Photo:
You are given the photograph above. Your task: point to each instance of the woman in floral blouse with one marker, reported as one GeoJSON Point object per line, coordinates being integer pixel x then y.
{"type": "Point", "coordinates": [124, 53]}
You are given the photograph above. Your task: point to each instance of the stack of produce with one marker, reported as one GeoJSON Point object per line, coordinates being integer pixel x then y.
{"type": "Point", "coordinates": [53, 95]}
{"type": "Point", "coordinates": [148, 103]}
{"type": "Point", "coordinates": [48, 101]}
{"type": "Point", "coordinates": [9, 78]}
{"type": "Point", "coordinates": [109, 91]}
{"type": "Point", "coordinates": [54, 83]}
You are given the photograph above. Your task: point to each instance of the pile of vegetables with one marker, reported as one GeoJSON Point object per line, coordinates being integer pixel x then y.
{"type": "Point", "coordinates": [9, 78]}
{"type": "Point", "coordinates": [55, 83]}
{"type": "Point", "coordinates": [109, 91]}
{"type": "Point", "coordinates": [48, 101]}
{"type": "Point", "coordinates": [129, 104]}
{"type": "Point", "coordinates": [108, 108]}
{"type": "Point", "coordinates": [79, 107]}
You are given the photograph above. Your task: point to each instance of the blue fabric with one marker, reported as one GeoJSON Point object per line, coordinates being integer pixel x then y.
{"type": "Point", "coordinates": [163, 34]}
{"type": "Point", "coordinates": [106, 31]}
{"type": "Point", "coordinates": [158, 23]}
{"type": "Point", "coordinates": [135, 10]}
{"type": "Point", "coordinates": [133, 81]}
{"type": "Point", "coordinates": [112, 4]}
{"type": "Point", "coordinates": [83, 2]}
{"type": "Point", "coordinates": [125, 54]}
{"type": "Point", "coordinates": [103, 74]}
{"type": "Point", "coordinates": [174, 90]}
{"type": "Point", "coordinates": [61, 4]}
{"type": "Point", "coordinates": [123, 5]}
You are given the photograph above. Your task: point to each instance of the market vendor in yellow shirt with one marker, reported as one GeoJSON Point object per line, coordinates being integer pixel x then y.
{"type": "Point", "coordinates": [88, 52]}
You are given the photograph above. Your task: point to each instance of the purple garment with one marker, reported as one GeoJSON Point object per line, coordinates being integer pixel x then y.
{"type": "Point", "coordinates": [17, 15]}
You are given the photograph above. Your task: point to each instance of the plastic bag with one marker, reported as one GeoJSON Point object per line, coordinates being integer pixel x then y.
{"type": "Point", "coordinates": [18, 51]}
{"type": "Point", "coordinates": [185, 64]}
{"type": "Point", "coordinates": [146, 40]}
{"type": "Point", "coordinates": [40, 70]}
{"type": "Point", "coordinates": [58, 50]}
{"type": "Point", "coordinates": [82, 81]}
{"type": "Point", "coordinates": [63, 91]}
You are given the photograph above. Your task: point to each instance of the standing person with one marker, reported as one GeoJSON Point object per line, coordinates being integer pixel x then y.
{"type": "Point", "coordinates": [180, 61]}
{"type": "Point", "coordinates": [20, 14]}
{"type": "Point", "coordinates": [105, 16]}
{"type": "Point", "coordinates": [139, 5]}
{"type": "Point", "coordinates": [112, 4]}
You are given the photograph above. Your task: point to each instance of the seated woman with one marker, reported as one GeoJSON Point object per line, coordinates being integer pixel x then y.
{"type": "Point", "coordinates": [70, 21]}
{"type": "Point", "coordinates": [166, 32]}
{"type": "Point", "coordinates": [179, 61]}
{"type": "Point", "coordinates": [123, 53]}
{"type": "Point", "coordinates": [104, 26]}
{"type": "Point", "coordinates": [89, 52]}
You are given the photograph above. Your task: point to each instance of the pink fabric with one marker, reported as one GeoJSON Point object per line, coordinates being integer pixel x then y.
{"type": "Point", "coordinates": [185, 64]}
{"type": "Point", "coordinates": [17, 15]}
------------------------------
**Exercise:** Transcribe the data above in full, keeping every word as it is.

**Solution to this exercise:**
Photo:
You are given the photograph above. Your task: point to each instance of the woman in floral blouse with one marker, reported as one GeoJSON Point object per line, coordinates being integer pixel x then y.
{"type": "Point", "coordinates": [124, 53]}
You are given the photograph above. Your task: point to each instance of the stack of produce with one marker, reported as one GeoJSON Point object per line, coordinates being integer pixel x then y.
{"type": "Point", "coordinates": [53, 95]}
{"type": "Point", "coordinates": [148, 103]}
{"type": "Point", "coordinates": [48, 101]}
{"type": "Point", "coordinates": [9, 78]}
{"type": "Point", "coordinates": [109, 91]}
{"type": "Point", "coordinates": [54, 83]}
You are given the photograph above. Your task: point to each instance of the pile of vegetables with one marker, reported as one GeoJSON Point object per line, coordinates being integer pixel x then y.
{"type": "Point", "coordinates": [9, 78]}
{"type": "Point", "coordinates": [55, 83]}
{"type": "Point", "coordinates": [109, 91]}
{"type": "Point", "coordinates": [48, 101]}
{"type": "Point", "coordinates": [129, 104]}
{"type": "Point", "coordinates": [108, 108]}
{"type": "Point", "coordinates": [79, 107]}
You are given the photograph above. Your task: point to each instance of the blue fabric with one marker, reported as one GeoJSON Point object per line, coordinates being integer pixel x then y.
{"type": "Point", "coordinates": [163, 34]}
{"type": "Point", "coordinates": [106, 31]}
{"type": "Point", "coordinates": [158, 23]}
{"type": "Point", "coordinates": [135, 10]}
{"type": "Point", "coordinates": [133, 81]}
{"type": "Point", "coordinates": [112, 4]}
{"type": "Point", "coordinates": [83, 2]}
{"type": "Point", "coordinates": [125, 54]}
{"type": "Point", "coordinates": [103, 74]}
{"type": "Point", "coordinates": [174, 90]}
{"type": "Point", "coordinates": [61, 4]}
{"type": "Point", "coordinates": [123, 5]}
You are given the photograph above. Your task: point to each instance of the market vendor in yellow shirt with one marker, reported as one GeoJSON Point object per line, coordinates being integer pixel x then y.
{"type": "Point", "coordinates": [88, 52]}
You are given the photograph above. Your task: point to each instance of the purple garment with one marker, reported as one GeoJSON Point object per line, coordinates being integer pixel x then y.
{"type": "Point", "coordinates": [17, 15]}
You are given the photograph above. Your task: point to each instance of the plastic bag with one marker, reported as one GeoJSON Point object per line, coordinates being integer pixel x then y.
{"type": "Point", "coordinates": [18, 51]}
{"type": "Point", "coordinates": [185, 64]}
{"type": "Point", "coordinates": [146, 40]}
{"type": "Point", "coordinates": [40, 70]}
{"type": "Point", "coordinates": [58, 50]}
{"type": "Point", "coordinates": [82, 81]}
{"type": "Point", "coordinates": [63, 91]}
You are given the photograph above. Your task: point to each instance of the standing person with one marker, reported as one GeoJSON Point object per line, coordinates being integer pixel x then y.
{"type": "Point", "coordinates": [180, 61]}
{"type": "Point", "coordinates": [20, 14]}
{"type": "Point", "coordinates": [105, 16]}
{"type": "Point", "coordinates": [139, 5]}
{"type": "Point", "coordinates": [112, 4]}
You are given the photograph above. Your task: point to each instance of the seated woman with one marker, reported as one GeoJSON Point object per line, coordinates being integer pixel x then y.
{"type": "Point", "coordinates": [70, 21]}
{"type": "Point", "coordinates": [166, 32]}
{"type": "Point", "coordinates": [179, 61]}
{"type": "Point", "coordinates": [123, 53]}
{"type": "Point", "coordinates": [104, 26]}
{"type": "Point", "coordinates": [89, 52]}
You are given the photograph above. Your task: point to each instance of the pink fabric with one marker, reported as one GeoJSON Point object per line, coordinates being integer pixel x then y.
{"type": "Point", "coordinates": [185, 64]}
{"type": "Point", "coordinates": [17, 15]}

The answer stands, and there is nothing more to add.